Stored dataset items
-- Begin --
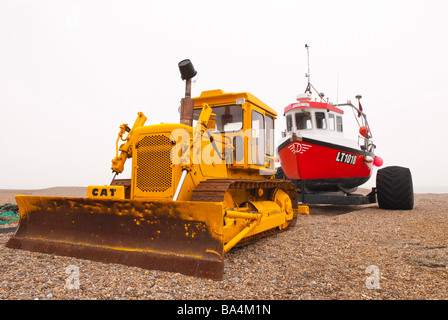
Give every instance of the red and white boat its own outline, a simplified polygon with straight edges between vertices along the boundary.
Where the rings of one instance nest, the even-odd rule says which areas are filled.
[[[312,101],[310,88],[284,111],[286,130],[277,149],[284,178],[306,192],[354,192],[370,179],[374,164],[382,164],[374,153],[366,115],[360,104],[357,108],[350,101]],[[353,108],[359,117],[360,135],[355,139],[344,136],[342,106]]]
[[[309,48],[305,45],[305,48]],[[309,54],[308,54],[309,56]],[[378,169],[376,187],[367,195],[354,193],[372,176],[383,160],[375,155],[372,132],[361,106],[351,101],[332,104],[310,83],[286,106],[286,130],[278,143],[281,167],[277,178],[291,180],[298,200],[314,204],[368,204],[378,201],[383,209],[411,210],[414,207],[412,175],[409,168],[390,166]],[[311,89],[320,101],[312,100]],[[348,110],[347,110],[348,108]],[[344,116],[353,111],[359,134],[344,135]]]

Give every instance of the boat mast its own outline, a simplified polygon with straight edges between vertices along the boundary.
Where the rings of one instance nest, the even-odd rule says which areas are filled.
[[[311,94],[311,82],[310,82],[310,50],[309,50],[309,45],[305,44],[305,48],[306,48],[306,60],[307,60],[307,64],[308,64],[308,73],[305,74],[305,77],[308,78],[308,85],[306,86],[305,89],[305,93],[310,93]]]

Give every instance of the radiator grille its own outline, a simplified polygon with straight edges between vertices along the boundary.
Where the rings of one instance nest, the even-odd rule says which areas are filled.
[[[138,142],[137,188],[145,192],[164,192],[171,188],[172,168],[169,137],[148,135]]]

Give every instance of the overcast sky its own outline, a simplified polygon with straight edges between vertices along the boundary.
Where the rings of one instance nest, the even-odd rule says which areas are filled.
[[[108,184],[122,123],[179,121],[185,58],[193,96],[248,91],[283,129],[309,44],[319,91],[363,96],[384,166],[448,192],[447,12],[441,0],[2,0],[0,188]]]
-- End --
-- Begin --
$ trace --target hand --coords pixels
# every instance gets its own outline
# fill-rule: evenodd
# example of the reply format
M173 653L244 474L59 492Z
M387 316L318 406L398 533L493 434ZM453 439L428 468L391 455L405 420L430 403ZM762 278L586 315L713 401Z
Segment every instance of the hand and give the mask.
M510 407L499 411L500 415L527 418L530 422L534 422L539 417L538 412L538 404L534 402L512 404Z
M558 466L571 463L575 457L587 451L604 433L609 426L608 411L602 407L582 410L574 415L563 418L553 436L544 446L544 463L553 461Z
-- End --
-- Begin --
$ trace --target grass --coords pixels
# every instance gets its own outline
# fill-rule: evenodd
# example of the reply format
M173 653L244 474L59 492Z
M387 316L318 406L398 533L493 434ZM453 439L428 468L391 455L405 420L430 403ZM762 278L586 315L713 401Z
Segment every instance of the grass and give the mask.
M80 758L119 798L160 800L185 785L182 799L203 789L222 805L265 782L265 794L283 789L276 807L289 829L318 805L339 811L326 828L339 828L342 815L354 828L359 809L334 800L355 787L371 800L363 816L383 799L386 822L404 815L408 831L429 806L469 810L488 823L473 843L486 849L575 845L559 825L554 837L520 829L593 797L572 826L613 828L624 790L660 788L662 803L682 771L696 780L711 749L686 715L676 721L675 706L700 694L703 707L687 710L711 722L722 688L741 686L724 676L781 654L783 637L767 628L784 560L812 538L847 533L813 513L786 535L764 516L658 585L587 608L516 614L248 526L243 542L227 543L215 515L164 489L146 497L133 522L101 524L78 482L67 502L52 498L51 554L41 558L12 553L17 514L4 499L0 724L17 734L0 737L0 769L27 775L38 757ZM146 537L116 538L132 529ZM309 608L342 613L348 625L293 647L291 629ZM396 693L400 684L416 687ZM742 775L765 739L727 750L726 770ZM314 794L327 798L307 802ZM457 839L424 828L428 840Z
-- End --
PROBLEM DESCRIPTION: Return the listing lines from the one containing "hand --coords pixels" up to and including the one containing "M558 466L571 463L575", copied verbatim.

CORRECT OUTPUT:
$ trace --target hand --coords pixels
# every instance gets its own outline
# fill-rule: evenodd
# example of the reply format
M173 653L244 474L59 492Z
M387 316L318 406L398 533L493 434ZM453 439L428 468L391 455L405 420L430 403ZM762 278L586 315L713 401Z
Segment every instance of the hand and give the mask.
M510 407L499 411L500 415L527 418L530 422L534 422L539 417L538 412L538 404L534 402L512 404Z
M558 466L571 463L575 457L587 451L604 433L609 426L608 411L602 407L582 410L574 415L563 418L553 436L544 446L544 463L553 461Z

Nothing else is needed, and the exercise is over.